▶ **Text extract**

The final step occurs when host_create_mach_voucher returns. Since this is a MIG method, if it returns success and new_voucher isn't IV_NULL, new_voucher will be converted into a mach port; a send right to which will be given to the userspace caller. This is the final level of deduplication; there can only ever be one mach port representing a particular voucher. This is implemented by the voucher structure's iv_port member.

(For the sake of completeness note that there are actually two userspace interfaces to host_create_mach_voucher; the host port MIG method and also the host_create_mach_voucher_trap mach trap. The trap interface has to emulate the MIG semantics though.)

Destruction

Although I did briefly hint at a vulnerability above we still haven't actually seen enough code to determine that that bug actually has any security consequences. This is where things get complicated ;-)

Let's start with the result of the situation we described above, where we created a voucher port with the following recipe:

struct udata_dword_recipe {

  mach_voucher_attr_recipe_data_t recipe;

  uint32_t payload;

};

struct udata_dword_recipe r = {0};

r.recipe.key = MACH_VOUCHER_ATTR_KEY_USER_DATA;

r.recipe.command = MACH_VOUCHER_ATTR_USER_DATA_STORE;

r.recipe.content_size = sizeof(uint32_t);

r.payload = 0x41414141;

This will end up with the following data structures in the kernel:

voucher_port {

  ip_kobject = reference-counted pointer to the voucher

}

voucher {

  iv_refs = 1;

  iv_table[6] = reference-counted *index* into user_data controller's ivac_table

}

controller {

  ivace_table[index] =

    {

      ivace_refs = 1;

      ivace_made = 1;

      ivace_value = pointer to user_data_value_element

    }

}

user_data_value_element {

  e_made = 1;

  e_data[] = {0x41, 0x41, 0x41, 0x41}

}

Let's look at what happens when we drop the only send right to the voucher port and the voucher gets deallocated.

We'll skip analysis of the mach port part; essentially, once all the send rights to the mach port holding a reference to the voucher are deallocated iv_release will get called to drop its reference on the voucher. And if that was the last reference iv_release calls iv_dealloc and we'll pick up the code there:

void

iv_dealloc(ipc_voucher_t iv, boolean_t unhash)

iv_dealloc removes the voucher from the hash table, destroys the mach port associated with the voucher (if there was one) then releases a reference on each value index in the iv_table:

        for (i = 0; i < iv->iv_table_size; i++) {

                ivace_release(i, iv->iv_table[i]);

        }

Recall that the index in the iv_table is the "key index", which is one less than the key, which is why i is being passed to ivace_release. The value in iv_table alone is meaningless without knowing under which index it was stored in the iv_table. Here's the start of ivace_release:

static void

ivace_release(

        iv_index_t key_index,

        iv_index_t value_index)

{

...

▶ **Short exercise 1**
Answer the following questions about the mach voucher excerpt.
(a) What are the two userspace interfaces to host_create_mach_voucher?
(b) What value is assigned to r.payload in the recipe?
(c) Which function does iv_release call when the last reference to the voucher is dropped?

▶ **Extracted data entries**
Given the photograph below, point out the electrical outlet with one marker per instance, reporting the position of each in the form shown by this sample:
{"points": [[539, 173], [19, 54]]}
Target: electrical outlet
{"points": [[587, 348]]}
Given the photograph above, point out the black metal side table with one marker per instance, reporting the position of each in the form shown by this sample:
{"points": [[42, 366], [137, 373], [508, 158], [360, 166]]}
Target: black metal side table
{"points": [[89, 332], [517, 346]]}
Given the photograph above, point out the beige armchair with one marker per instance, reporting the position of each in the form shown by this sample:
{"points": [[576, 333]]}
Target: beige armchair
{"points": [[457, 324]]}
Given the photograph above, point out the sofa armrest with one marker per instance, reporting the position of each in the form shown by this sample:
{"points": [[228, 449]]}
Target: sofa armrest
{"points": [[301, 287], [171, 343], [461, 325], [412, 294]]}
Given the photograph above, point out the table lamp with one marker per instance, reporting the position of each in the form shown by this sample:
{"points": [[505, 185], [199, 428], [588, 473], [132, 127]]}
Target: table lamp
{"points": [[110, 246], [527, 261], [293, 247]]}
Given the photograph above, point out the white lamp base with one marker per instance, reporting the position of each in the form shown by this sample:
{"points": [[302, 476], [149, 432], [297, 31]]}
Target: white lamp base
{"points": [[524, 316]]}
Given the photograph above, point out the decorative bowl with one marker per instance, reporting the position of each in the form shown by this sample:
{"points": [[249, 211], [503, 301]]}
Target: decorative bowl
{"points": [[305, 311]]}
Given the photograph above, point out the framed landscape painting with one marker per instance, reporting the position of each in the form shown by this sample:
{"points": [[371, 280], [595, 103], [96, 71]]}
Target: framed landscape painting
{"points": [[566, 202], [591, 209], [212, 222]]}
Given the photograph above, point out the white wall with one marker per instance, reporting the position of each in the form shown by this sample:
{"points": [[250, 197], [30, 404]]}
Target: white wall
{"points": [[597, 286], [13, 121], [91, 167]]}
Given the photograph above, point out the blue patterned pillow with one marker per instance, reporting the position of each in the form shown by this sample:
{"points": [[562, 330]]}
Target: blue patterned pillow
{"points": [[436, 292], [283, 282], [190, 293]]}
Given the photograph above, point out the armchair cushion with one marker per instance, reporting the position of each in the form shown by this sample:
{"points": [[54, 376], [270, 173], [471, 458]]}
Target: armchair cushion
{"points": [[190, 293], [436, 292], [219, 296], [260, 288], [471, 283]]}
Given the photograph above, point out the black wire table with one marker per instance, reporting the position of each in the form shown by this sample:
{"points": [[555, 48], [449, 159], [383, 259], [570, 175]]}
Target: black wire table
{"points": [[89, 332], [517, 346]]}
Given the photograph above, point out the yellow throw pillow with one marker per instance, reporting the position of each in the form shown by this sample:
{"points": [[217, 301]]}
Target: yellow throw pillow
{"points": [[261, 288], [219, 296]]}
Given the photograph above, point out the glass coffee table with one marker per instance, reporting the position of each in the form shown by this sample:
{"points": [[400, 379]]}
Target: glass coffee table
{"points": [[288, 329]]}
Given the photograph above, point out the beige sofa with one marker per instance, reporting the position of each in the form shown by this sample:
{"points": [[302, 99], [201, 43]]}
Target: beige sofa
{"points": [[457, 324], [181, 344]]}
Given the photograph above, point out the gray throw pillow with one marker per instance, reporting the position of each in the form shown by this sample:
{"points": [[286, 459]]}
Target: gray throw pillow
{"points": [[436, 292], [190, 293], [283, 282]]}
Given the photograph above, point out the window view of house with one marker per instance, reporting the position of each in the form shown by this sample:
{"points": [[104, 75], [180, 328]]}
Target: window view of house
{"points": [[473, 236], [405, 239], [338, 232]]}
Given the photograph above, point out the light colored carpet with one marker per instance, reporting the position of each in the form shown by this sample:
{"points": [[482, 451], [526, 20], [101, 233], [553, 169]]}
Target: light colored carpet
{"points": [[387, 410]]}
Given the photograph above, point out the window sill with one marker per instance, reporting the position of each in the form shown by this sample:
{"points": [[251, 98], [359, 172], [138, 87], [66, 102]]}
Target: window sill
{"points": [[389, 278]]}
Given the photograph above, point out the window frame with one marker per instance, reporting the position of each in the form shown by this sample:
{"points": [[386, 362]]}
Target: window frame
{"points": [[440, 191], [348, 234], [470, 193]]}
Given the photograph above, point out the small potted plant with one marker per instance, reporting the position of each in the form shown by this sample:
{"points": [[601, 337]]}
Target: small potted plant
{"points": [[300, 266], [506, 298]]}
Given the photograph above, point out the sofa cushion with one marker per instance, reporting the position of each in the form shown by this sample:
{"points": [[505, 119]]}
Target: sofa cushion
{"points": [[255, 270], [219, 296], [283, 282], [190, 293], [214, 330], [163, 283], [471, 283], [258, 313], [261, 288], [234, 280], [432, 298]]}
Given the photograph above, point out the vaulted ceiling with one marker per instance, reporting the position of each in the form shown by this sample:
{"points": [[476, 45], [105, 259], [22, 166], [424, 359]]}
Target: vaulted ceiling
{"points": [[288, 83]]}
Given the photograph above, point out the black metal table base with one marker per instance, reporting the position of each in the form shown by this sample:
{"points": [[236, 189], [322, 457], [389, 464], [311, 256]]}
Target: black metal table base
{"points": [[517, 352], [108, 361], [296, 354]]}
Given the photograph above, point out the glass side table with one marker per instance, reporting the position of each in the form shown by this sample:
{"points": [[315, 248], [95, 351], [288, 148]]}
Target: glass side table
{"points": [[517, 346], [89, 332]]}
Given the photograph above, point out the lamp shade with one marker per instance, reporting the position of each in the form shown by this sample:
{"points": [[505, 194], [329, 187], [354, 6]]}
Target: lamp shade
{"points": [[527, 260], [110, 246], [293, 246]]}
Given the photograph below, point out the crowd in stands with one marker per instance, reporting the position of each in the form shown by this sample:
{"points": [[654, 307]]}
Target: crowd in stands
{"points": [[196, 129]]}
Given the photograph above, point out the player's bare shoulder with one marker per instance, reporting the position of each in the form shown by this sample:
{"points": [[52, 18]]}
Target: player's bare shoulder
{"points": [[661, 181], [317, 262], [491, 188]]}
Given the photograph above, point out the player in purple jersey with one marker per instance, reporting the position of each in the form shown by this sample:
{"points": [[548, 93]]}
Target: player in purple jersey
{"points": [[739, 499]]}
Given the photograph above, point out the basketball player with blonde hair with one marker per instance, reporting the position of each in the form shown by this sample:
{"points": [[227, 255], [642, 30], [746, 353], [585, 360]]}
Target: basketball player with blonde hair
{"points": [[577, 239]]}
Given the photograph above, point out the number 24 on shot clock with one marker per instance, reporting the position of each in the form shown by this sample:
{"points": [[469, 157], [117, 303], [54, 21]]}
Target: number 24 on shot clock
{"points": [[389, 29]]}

▶ **Short exercise 2**
Multiply every point coordinate in the answers of the rows by 2.55, rounding to whole numbers with halves rounded up, and leave the sample coordinates in the requests unchanged. Reproduce in full, requests included, only the lines between the one containing "Given the photograph above, point out the basketball" and the last of the rows, inclusive.

▶ **Worked solution 1**
(a) The host port MIG method and the host_create_mach_voucher_trap mach trap.
(b) 0x41414141.
(c) iv_dealloc.

▶ **Worked solution 2**
Given the photograph above, point out the basketball player with blonde hair with one marker per instance, reporting the position of each in the form shown by this sample:
{"points": [[227, 255], [642, 30], [746, 353], [585, 360]]}
Target: basketball player with blonde hair
{"points": [[1471, 609]]}
Given the photograph above, point out the number 24 on shot clock with one marker per instance, reporting the position of each in the form shown by this sample:
{"points": [[469, 157], [117, 303], [54, 21]]}
Target: number 24 on shot clock
{"points": [[992, 74]]}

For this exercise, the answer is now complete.